(Stored items)
"""
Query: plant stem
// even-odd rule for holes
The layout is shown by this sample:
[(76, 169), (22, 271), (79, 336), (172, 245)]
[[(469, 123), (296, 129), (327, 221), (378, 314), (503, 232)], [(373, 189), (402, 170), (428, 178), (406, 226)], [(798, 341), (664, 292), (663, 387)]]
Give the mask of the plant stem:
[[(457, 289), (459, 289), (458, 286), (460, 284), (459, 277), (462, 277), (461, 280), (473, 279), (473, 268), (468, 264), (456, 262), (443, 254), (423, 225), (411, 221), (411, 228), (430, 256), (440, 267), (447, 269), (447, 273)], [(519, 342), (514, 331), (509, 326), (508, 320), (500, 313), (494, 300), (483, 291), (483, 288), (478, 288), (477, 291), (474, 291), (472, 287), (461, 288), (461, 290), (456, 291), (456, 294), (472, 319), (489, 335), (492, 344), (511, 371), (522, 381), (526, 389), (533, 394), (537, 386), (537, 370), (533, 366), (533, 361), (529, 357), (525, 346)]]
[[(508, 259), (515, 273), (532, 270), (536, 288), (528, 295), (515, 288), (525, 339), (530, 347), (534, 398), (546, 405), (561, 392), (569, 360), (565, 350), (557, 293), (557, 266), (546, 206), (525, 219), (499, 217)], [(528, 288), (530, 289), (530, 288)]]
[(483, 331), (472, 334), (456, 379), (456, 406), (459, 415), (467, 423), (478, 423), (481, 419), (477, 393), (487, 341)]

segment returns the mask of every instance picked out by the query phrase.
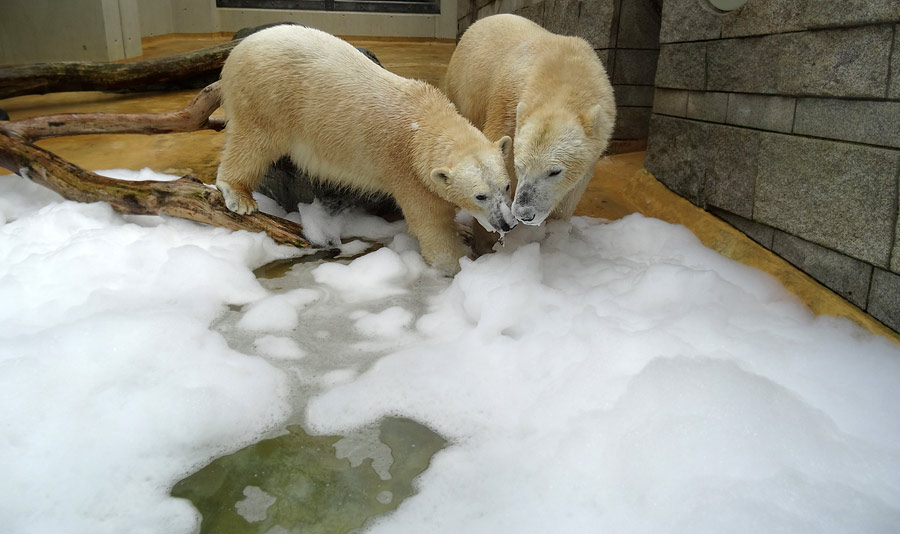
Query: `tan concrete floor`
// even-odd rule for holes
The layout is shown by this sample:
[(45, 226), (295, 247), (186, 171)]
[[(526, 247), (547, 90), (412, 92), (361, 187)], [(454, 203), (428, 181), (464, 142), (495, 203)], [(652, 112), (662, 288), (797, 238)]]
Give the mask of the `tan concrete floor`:
[[(142, 58), (161, 57), (226, 41), (230, 34), (173, 35), (144, 41)], [(356, 46), (372, 50), (385, 68), (401, 76), (440, 84), (453, 54), (454, 43), (416, 39), (348, 37)], [(140, 59), (140, 58), (139, 58)], [(196, 91), (107, 94), (59, 93), (0, 100), (12, 120), (38, 115), (77, 112), (149, 113), (180, 108)], [(221, 113), (219, 111), (218, 113)], [(223, 135), (193, 132), (169, 135), (85, 135), (47, 139), (40, 146), (91, 170), (150, 167), (170, 174), (191, 173), (212, 181), (218, 166)], [(642, 213), (683, 224), (706, 246), (757, 267), (778, 279), (816, 314), (849, 318), (868, 330), (900, 344), (900, 335), (772, 254), (721, 219), (670, 192), (643, 170), (644, 153), (605, 158), (578, 206), (577, 215), (618, 219)]]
"""
**WORK TO BE COMPLETED:** An exact copy of each entry is required, minus the pictures.

**ANSWER TO THE EXERCISE:**
Query: plant stem
// even-odd rule for holes
The layout is shown by this sample:
[(76, 169), (22, 271), (79, 336), (172, 245)]
[[(469, 123), (296, 129), (327, 221), (378, 314), (503, 232)], [(373, 189), (402, 170), (428, 178), (406, 226)], [(798, 341), (664, 292), (663, 387)]]
Give the mask of the plant stem:
[[(457, 289), (459, 289), (458, 286), (460, 284), (459, 277), (462, 277), (461, 280), (473, 279), (473, 268), (468, 264), (456, 262), (443, 254), (423, 225), (411, 221), (411, 228), (430, 256), (440, 267), (447, 269), (447, 273)], [(519, 342), (514, 331), (509, 326), (508, 320), (500, 313), (494, 300), (483, 291), (483, 288), (478, 288), (477, 291), (474, 291), (472, 287), (461, 288), (461, 290), (456, 291), (456, 294), (472, 319), (489, 335), (492, 344), (511, 371), (522, 381), (526, 389), (533, 394), (537, 386), (537, 370), (533, 366), (533, 361), (529, 357), (525, 346)]]
[[(508, 259), (515, 273), (532, 270), (536, 288), (528, 295), (515, 288), (525, 339), (530, 347), (534, 398), (546, 405), (561, 392), (569, 360), (565, 350), (557, 293), (557, 266), (546, 206), (525, 219), (499, 217)], [(528, 288), (530, 289), (530, 288)]]
[(483, 331), (472, 334), (456, 379), (456, 406), (459, 415), (467, 423), (478, 423), (481, 419), (477, 393), (487, 341)]

segment returns the mask of every instance picked out by the query phrase.
Query: `tan concrete floor`
// even-odd rule for holes
The layout is shown by this sample:
[(45, 226), (295, 247), (186, 171)]
[[(526, 247), (547, 90), (412, 92), (361, 187)], [(454, 203), (428, 181), (464, 142), (495, 203)], [(652, 112), (662, 288), (797, 238)]]
Give the mask of the `tan concrete floor`:
[[(142, 58), (161, 57), (226, 41), (230, 34), (173, 35), (144, 41)], [(356, 46), (372, 50), (385, 68), (401, 76), (440, 84), (453, 54), (454, 43), (416, 39), (348, 37)], [(140, 59), (140, 58), (139, 58)], [(196, 91), (107, 94), (59, 93), (0, 100), (12, 120), (38, 115), (77, 112), (149, 113), (180, 108)], [(221, 113), (219, 111), (218, 113)], [(223, 135), (193, 132), (169, 135), (85, 135), (47, 139), (40, 146), (91, 170), (150, 167), (170, 174), (191, 173), (212, 181), (218, 166)], [(642, 213), (683, 224), (706, 246), (757, 267), (778, 279), (816, 314), (849, 318), (868, 330), (900, 344), (900, 335), (772, 254), (721, 219), (670, 192), (643, 170), (644, 153), (605, 158), (578, 206), (577, 215), (618, 219)]]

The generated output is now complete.